### [TASK OBJECTIVE]
Copy the data exactly; pictures stay out of the copy.

— BEGIN SUPPLIED RECORDS —

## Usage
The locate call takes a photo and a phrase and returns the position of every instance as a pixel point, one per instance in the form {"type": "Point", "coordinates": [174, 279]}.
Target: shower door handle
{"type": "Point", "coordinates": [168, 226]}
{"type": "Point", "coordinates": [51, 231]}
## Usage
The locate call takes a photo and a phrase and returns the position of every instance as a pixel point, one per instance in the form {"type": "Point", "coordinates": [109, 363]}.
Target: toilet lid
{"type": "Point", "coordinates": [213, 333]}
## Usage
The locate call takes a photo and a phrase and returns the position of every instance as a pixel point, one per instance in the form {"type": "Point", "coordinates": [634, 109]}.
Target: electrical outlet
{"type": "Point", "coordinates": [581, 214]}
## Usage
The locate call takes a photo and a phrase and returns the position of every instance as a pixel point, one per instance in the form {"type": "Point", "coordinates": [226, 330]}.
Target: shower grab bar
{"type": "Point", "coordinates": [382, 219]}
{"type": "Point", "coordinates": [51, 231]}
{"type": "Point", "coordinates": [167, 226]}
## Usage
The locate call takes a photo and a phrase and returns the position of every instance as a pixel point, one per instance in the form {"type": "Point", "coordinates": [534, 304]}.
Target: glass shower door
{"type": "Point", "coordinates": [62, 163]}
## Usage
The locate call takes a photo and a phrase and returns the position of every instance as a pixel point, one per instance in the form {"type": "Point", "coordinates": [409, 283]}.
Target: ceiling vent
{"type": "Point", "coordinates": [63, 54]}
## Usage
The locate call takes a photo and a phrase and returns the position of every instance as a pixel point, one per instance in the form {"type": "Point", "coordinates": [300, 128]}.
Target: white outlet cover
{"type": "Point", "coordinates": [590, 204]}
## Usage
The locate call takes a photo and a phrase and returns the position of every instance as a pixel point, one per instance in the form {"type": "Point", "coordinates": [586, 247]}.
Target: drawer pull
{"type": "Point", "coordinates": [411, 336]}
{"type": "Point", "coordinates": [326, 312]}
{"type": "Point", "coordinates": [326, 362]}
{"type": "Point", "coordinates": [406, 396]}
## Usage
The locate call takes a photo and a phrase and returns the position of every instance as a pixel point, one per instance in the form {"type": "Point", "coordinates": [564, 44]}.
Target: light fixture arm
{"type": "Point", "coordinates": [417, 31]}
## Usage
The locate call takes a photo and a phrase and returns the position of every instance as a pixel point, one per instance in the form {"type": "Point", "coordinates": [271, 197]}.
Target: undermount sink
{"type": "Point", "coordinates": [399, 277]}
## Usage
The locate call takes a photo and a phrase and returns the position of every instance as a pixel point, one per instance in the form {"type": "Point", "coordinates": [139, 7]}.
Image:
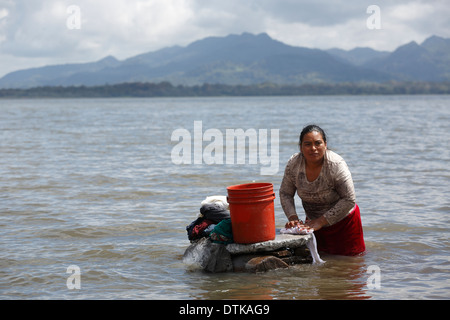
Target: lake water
{"type": "Point", "coordinates": [91, 183]}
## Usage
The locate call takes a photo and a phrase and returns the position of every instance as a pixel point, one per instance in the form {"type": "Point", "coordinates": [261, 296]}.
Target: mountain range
{"type": "Point", "coordinates": [249, 59]}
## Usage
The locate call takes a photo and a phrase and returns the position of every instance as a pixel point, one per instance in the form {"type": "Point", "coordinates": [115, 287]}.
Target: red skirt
{"type": "Point", "coordinates": [343, 238]}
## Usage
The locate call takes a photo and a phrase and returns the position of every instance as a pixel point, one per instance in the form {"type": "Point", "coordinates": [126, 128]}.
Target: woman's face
{"type": "Point", "coordinates": [313, 147]}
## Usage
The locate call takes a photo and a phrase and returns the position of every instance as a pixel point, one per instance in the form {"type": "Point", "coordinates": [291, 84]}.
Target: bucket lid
{"type": "Point", "coordinates": [252, 186]}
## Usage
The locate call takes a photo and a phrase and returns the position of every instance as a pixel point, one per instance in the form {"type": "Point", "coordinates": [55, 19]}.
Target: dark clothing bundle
{"type": "Point", "coordinates": [211, 214]}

— END SUPPLIED RECORDS —

### [SOLUTION]
## Usage
The locate call takes a photo and a phrase and returns the position of every instance as a pixel point, one per instance in the form {"type": "Point", "coordinates": [174, 279]}.
Target: shower door handle
{"type": "Point", "coordinates": [168, 226]}
{"type": "Point", "coordinates": [51, 231]}
## Usage
The locate call takes a photo and a phrase and returns the position of every instance as a pixel point, one per instance in the form {"type": "Point", "coordinates": [109, 363]}.
Target: toilet lid
{"type": "Point", "coordinates": [213, 333]}
## Usage
The locate call takes a photo and a phrase and returns the position of every instance as a pixel point, one per instance in the form {"type": "Point", "coordinates": [634, 109]}.
Target: electrical outlet
{"type": "Point", "coordinates": [581, 214]}
## Usage
The locate call takes a photo and a phrase and returns the position of every instance as a pixel point, one per instance in the form {"type": "Point", "coordinates": [226, 330]}.
Target: shower grab bar
{"type": "Point", "coordinates": [382, 219]}
{"type": "Point", "coordinates": [51, 231]}
{"type": "Point", "coordinates": [167, 226]}
## Usage
The locate call takes a photo and a phrase and returns the position of every instance as a pixel point, one per instance in the form {"type": "Point", "coordinates": [534, 304]}.
Target: glass shower door
{"type": "Point", "coordinates": [62, 163]}
## Usage
The locate call takes a photo and a phrase and returns the position of every instance as a pixel point, one per instance in the form {"type": "Point", "coordinates": [409, 283]}.
Target: ceiling vent
{"type": "Point", "coordinates": [63, 54]}
## Usage
The locate call takes a photo and a phrase and returns the position of every instance as a pixel point, one per instance in the form {"type": "Point", "coordinates": [300, 128]}.
Target: white outlet cover
{"type": "Point", "coordinates": [590, 204]}
## Usage
The locate call takes a photo and a phrase and returns the position of every instance as a pixel point, one per instance in the form {"type": "Point", "coordinates": [586, 247]}.
Target: drawer pull
{"type": "Point", "coordinates": [411, 336]}
{"type": "Point", "coordinates": [326, 312]}
{"type": "Point", "coordinates": [326, 362]}
{"type": "Point", "coordinates": [406, 396]}
## Usage
The locate call takes a photo and a phrase and returns the position of every instance as a pixel point, one per instance in the form {"type": "Point", "coordinates": [564, 44]}.
Target: light fixture arm
{"type": "Point", "coordinates": [417, 31]}
## Usage
The locate call takes a photo and a phrase and returns the position of every instance as a pixel point, one per instance in the form {"type": "Point", "coordinates": [271, 197]}.
Target: undermount sink
{"type": "Point", "coordinates": [399, 277]}
## Usage
The locate call takes a photo and a phrase and returns the position of every instance as a pixel point, one per instance in the form {"type": "Point", "coordinates": [139, 7]}.
Image:
Target: lake water
{"type": "Point", "coordinates": [91, 183]}
## Usage
The locate call takes a photo and a phrase and returns the position of every instance as a pixel point, one per instance in the form {"type": "Point", "coordinates": [261, 296]}.
Target: mountain range
{"type": "Point", "coordinates": [249, 59]}
## Usage
The locate call takes a photo and a phrase and returns the position of every instance as a pixel point, one per instance in the form {"type": "Point", "coordinates": [115, 287]}.
Target: red skirt
{"type": "Point", "coordinates": [343, 238]}
## Usage
The locate call takes a photo and a phrase and returns the position of every instance as a pixel point, one per instance in the form {"type": "Point", "coordinates": [126, 128]}.
Target: woman's face
{"type": "Point", "coordinates": [313, 147]}
## Usage
The locate call takes a photo and a phrase and returns the position of every instance as a pixel point, one per instance in the form {"type": "Point", "coordinates": [291, 84]}.
Target: bucket lid
{"type": "Point", "coordinates": [252, 186]}
## Usage
The locate call takes a photo and a phrase and returns the position of every instance as a pixel point, one per instance in the form {"type": "Point", "coordinates": [55, 19]}.
Target: dark clothing bundle
{"type": "Point", "coordinates": [211, 214]}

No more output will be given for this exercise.